## BEGIN Listed records

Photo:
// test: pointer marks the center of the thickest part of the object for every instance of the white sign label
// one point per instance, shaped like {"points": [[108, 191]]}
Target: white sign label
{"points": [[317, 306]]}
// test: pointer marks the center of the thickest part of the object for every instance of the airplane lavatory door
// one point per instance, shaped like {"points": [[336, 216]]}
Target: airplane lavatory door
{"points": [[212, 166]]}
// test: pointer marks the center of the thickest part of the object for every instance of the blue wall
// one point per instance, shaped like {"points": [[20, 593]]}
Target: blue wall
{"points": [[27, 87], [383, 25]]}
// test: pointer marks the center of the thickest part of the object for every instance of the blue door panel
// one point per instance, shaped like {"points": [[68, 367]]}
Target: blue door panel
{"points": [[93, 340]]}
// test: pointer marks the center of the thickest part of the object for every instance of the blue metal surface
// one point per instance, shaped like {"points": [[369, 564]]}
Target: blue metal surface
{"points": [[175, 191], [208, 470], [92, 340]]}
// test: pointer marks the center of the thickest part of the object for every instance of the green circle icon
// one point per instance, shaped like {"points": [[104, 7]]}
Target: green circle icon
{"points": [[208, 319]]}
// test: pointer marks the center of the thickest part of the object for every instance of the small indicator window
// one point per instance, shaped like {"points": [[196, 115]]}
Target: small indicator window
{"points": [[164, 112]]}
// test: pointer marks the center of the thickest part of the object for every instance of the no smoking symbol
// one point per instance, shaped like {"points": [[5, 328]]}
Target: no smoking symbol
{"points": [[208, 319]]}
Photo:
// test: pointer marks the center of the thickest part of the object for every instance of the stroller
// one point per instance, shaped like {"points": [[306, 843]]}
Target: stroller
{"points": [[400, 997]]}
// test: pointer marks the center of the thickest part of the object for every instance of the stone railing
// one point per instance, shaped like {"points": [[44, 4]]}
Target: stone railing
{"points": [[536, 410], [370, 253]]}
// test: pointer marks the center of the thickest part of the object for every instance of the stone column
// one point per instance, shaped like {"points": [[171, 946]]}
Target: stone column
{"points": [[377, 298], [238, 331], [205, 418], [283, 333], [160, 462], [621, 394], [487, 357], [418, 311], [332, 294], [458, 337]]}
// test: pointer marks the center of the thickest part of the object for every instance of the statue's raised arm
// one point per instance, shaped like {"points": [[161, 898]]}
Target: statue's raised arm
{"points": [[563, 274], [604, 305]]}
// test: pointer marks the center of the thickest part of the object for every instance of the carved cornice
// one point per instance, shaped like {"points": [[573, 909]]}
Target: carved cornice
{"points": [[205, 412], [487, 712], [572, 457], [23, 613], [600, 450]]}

## END Listed records
## BEGIN Listed records

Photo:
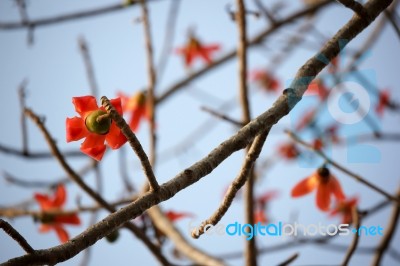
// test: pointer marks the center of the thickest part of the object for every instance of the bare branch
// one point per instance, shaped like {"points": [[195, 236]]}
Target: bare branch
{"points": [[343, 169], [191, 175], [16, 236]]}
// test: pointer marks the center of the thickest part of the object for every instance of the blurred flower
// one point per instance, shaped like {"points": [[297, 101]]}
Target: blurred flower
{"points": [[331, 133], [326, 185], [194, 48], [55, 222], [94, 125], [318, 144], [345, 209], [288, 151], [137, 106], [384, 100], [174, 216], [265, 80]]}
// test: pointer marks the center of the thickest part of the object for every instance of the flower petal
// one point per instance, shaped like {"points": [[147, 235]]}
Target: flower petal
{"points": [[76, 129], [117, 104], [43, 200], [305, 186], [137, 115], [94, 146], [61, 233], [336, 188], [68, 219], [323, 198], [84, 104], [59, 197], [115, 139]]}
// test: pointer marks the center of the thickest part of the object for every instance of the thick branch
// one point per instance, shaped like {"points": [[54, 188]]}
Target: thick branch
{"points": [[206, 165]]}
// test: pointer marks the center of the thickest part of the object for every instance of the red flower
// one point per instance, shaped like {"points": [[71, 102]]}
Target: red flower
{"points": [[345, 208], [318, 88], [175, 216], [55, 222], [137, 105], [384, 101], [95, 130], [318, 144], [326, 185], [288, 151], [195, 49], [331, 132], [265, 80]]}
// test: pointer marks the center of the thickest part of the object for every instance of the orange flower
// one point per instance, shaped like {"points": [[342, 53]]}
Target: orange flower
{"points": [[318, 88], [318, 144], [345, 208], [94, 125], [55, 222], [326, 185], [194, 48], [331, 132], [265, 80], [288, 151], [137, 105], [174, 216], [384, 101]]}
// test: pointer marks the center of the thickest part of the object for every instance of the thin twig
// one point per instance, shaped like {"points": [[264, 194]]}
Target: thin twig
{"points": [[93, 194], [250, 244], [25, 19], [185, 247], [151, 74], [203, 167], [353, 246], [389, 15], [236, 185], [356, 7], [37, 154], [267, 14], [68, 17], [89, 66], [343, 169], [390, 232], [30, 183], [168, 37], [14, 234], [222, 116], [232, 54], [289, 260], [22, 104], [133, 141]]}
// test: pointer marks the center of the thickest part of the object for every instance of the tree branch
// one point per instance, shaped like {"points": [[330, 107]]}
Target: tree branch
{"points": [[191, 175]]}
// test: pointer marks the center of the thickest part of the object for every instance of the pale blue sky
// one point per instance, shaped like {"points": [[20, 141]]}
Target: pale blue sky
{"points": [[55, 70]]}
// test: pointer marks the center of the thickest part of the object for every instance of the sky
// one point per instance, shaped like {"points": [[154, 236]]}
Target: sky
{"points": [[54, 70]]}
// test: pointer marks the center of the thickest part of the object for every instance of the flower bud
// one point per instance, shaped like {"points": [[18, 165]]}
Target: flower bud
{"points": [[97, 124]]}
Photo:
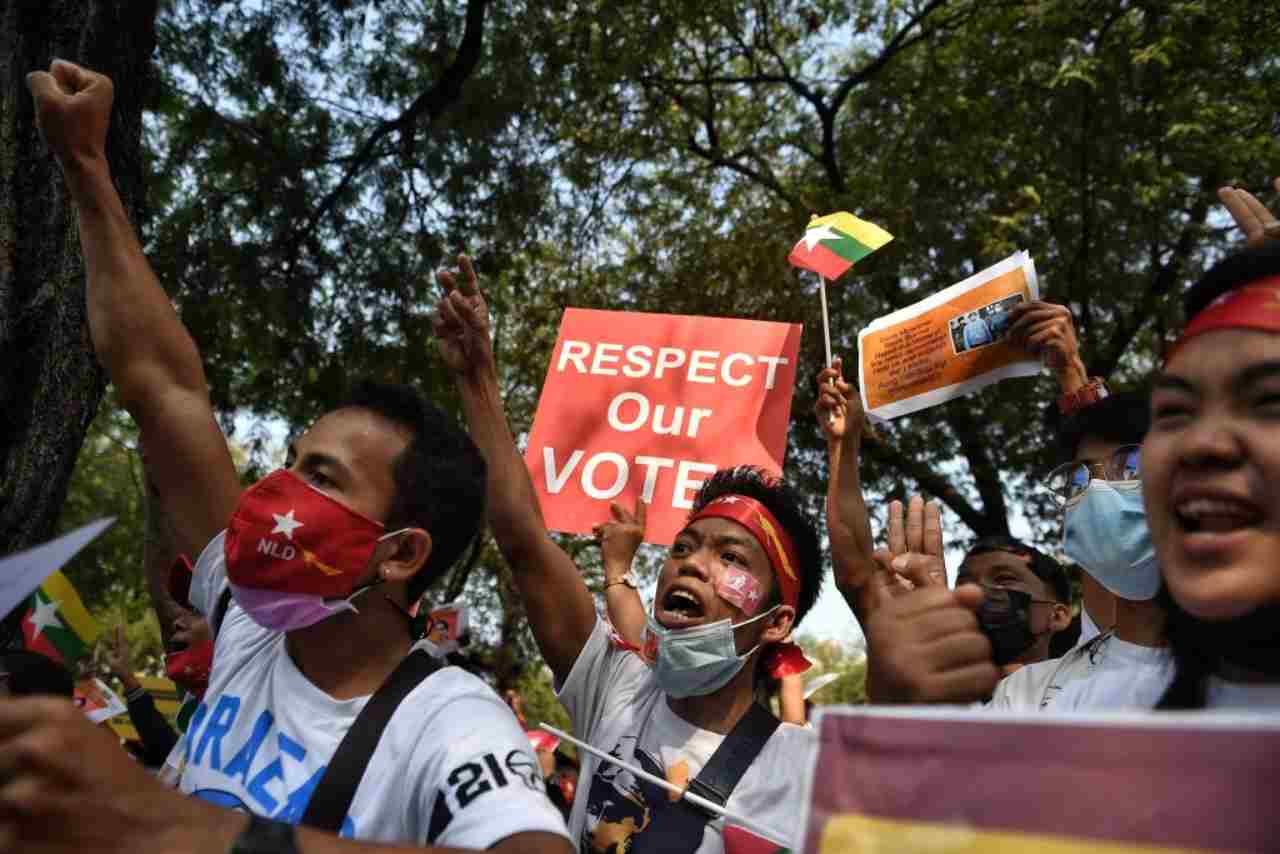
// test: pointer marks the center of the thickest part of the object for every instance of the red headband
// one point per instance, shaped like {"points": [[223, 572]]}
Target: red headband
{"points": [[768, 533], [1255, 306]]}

## END Listed records
## BEGIN Listed records

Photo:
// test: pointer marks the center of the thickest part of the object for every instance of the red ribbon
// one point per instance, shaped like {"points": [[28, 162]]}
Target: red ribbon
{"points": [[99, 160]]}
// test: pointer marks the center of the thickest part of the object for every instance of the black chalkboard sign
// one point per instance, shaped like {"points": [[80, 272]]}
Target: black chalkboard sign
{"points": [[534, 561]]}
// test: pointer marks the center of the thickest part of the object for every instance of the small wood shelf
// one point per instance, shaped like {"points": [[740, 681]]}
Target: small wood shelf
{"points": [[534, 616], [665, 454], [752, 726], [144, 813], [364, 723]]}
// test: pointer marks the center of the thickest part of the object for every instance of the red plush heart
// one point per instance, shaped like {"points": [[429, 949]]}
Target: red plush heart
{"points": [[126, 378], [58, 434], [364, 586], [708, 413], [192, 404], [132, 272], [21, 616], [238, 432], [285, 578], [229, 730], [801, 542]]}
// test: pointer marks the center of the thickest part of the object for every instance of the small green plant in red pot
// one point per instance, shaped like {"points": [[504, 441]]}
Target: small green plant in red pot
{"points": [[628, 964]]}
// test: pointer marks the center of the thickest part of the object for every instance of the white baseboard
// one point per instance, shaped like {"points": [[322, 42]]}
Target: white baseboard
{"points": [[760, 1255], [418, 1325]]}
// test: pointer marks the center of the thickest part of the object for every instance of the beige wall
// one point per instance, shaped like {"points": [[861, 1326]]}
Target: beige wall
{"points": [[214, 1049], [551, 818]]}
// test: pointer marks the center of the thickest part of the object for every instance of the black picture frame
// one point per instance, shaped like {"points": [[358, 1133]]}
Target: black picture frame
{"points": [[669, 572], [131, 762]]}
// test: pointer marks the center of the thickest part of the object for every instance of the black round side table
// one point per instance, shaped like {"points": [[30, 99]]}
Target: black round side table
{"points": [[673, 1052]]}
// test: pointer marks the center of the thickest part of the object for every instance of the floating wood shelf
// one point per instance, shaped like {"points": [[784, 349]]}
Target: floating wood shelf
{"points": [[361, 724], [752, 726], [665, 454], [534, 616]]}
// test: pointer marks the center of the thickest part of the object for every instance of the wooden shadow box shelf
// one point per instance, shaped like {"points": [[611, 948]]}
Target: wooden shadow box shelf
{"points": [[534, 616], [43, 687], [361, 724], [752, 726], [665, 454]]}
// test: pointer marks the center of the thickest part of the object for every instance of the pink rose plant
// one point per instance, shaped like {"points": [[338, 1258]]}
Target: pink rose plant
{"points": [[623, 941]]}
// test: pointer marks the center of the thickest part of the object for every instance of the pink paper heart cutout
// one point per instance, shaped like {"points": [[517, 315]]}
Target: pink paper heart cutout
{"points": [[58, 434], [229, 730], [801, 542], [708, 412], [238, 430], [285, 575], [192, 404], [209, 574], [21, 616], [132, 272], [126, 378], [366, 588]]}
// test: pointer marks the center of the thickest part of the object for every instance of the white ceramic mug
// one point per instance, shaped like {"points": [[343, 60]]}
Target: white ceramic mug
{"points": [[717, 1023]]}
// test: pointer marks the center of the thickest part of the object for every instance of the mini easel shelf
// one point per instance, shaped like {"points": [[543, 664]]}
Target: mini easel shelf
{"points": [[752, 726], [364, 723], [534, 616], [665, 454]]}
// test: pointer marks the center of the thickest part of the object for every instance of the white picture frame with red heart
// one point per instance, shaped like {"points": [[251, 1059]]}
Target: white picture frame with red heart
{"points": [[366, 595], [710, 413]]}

## END Listed records

— Task instructions —
Report each line of the records above that contains the word "blurred", copying every such line in full.

— Answer for this exercise —
// test: pointer marks the center of the thickest part of the object for every instance of the blurred flower
Target: blurred flower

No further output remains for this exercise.